[Outline annotation records]
----

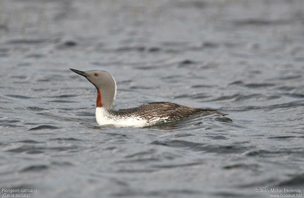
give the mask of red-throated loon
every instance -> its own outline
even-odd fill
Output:
[[[97,89],[95,116],[98,125],[141,127],[177,120],[198,113],[228,115],[216,110],[192,108],[169,102],[157,102],[139,106],[114,109],[116,83],[110,73],[101,70],[70,69],[85,77]]]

----

What the task asks:
Render the records as a JSON list of strings with one string per line, skipping blank lines. Leave the pictures out.

Exercise response:
[
  "give the mask of red-throated loon",
  "every instance -> its own outline",
  "even-odd fill",
  "Output:",
  "[[[97,89],[95,116],[98,125],[141,127],[177,120],[198,113],[228,115],[216,110],[192,108],[169,102],[157,102],[139,106],[114,109],[116,83],[110,73],[101,70],[70,69],[85,77]]]"
]